● Set task
Count the lines in the entries below that contain the string "limestone", treating uppercase and lowercase as different, and give only the number.

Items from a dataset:
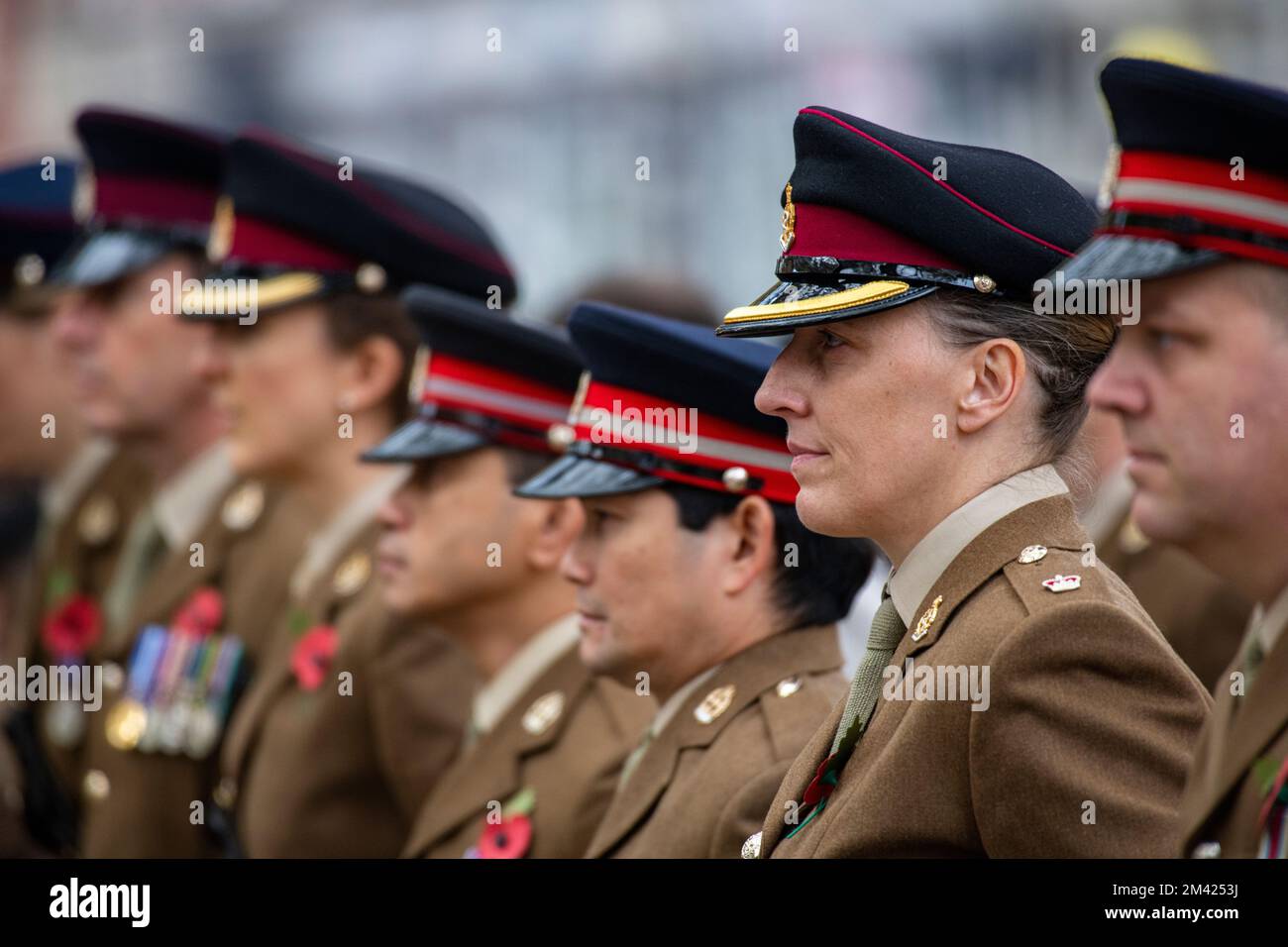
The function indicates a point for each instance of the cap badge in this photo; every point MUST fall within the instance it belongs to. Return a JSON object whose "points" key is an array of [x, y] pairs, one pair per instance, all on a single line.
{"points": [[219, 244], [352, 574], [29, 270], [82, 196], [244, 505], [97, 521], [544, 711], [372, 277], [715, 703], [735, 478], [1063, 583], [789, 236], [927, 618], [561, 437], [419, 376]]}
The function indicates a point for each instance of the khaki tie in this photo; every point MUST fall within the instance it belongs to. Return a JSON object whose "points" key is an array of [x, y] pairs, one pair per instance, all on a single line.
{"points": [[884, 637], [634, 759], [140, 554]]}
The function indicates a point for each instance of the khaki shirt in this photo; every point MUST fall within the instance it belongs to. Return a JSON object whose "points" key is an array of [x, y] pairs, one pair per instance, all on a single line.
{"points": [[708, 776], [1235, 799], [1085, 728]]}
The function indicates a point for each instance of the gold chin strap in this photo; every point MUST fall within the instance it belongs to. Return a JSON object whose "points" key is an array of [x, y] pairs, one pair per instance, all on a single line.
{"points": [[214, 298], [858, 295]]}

---

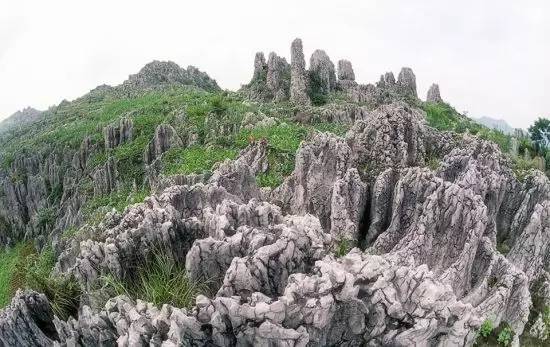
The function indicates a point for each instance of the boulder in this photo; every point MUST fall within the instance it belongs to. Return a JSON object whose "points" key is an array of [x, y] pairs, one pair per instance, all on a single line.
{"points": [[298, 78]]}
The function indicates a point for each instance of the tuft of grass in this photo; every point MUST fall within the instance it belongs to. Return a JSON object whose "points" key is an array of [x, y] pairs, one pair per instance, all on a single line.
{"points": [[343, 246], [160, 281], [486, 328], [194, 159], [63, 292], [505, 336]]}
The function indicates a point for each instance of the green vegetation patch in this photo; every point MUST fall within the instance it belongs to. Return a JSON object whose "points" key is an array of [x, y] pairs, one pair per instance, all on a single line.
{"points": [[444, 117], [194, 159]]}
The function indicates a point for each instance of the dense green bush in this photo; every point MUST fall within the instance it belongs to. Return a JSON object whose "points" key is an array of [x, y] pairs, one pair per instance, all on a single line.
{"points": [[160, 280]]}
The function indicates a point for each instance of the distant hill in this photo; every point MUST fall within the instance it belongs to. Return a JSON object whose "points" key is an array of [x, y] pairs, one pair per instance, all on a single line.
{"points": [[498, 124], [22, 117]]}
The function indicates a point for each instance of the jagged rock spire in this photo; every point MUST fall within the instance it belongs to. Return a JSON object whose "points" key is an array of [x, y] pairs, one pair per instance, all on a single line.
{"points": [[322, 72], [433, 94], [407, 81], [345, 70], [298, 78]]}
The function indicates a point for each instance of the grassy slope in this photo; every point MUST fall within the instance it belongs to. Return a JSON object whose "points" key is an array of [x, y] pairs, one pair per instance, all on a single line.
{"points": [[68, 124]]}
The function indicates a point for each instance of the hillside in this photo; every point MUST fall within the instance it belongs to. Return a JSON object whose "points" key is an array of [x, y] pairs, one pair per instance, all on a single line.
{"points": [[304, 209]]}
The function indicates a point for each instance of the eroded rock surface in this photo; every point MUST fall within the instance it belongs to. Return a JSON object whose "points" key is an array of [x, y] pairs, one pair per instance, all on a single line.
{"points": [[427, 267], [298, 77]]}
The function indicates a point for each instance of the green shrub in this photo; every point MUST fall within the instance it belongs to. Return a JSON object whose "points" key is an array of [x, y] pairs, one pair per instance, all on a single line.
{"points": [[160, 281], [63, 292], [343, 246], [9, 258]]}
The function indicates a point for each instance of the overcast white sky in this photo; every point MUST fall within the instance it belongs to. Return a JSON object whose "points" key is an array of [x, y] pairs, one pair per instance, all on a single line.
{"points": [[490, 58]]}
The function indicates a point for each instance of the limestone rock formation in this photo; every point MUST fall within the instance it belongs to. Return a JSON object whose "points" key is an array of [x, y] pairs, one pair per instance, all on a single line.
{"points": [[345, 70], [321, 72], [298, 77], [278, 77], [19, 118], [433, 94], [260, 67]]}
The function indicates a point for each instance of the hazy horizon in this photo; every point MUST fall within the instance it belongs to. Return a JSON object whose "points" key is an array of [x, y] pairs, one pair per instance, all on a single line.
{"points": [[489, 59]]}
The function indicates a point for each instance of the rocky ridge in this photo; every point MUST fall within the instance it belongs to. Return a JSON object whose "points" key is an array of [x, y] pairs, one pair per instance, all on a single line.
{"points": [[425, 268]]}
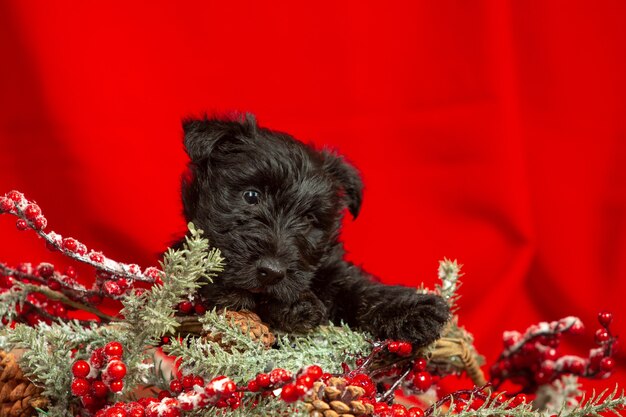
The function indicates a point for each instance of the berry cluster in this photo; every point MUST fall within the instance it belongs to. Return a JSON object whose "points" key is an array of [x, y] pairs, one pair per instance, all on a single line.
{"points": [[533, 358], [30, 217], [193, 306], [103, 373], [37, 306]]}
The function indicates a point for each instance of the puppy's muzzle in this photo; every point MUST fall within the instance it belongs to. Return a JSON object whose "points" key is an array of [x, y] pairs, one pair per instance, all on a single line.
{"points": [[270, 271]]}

● Exercise response
1